== Provided records ==
************
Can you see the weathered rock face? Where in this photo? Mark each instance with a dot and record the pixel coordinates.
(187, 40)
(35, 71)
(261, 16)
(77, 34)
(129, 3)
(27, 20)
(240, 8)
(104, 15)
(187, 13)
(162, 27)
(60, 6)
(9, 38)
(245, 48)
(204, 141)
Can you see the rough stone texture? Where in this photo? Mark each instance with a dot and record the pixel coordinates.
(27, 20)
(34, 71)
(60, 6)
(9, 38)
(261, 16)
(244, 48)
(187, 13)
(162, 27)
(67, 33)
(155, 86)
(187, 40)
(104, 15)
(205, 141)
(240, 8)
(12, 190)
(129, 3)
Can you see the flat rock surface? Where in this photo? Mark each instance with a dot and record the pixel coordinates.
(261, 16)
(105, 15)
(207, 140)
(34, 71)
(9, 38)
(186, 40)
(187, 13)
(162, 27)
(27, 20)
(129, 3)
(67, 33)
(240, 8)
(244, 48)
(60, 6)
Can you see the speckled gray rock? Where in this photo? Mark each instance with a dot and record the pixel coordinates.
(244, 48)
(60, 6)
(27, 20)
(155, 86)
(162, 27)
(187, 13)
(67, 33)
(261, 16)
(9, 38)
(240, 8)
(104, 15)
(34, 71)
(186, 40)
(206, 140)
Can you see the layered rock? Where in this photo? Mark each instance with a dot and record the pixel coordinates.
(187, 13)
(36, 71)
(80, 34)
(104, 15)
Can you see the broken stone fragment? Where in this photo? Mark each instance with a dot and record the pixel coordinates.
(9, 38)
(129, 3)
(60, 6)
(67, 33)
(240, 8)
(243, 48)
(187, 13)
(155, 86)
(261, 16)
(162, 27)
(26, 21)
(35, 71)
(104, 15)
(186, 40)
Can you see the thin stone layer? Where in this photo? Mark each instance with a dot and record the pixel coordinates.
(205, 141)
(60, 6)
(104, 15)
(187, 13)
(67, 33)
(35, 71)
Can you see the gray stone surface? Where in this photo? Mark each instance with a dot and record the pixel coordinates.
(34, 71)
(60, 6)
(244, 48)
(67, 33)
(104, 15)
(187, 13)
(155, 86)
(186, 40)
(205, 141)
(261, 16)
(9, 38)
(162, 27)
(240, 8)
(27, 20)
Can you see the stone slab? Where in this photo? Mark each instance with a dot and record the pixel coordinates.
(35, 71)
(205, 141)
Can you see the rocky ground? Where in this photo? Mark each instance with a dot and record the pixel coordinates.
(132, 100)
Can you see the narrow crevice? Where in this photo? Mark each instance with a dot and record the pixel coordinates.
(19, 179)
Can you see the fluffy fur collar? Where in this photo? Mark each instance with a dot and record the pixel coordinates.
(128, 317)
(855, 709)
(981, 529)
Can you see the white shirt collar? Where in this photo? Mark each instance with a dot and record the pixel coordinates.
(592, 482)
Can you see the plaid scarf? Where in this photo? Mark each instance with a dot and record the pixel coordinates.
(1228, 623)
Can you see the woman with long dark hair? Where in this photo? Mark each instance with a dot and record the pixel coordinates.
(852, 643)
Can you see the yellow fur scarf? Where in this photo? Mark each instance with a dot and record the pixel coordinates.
************
== What is needed ==
For this exercise, copy word for word the line that contains "Can you see the white" and every line after it, ending with the last line of the entries above.

== The answer ==
Can you see the white shirt collar? Where in this photo? Mark each instance with a dot and record the pixel coordinates.
(592, 482)
Can you see the plaid scarf? Where in this photo? Mark each instance with a dot and record the pixel coordinates.
(1228, 623)
Can you see the woman with long dark hair? Where in this photo? Mark each instance with a dot and record the pixel coordinates.
(852, 643)
Can you see the yellow fur scarf? Where in this photo? Mark each instance with a dot and record the pixel coordinates.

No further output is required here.